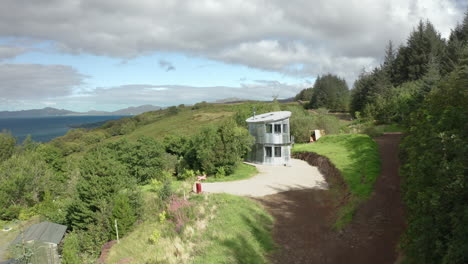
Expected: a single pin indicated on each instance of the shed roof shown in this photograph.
(269, 117)
(45, 231)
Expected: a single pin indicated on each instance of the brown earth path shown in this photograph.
(303, 220)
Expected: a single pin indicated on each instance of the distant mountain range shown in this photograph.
(49, 111)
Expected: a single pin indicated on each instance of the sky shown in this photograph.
(106, 55)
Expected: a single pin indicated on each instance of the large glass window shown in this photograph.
(277, 151)
(277, 128)
(268, 152)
○ ○ ○ ○ ○ ○ ○
■ **Short task**:
Rewrite the material above with every occurrence of "pin" changed to "marker" and nothing else altered. Leave the pictures out of your answer.

■ **Solution for this exercise**:
Expected: a single marker indicated on each instance of the shed roof shown in this photograph.
(269, 117)
(45, 231)
Expected: a single marker indicated on each instance of the brown earth path shown in this photograph.
(303, 220)
Expected: a single marker indicated on each instance of the distant mountain range shown in this photograph.
(49, 111)
Expected: a single marker indicated on each instance of the sky shown in this photograph.
(106, 55)
Expected: a single marker indicated on each instance of the large glass window shown in this photograph.
(277, 151)
(277, 128)
(268, 152)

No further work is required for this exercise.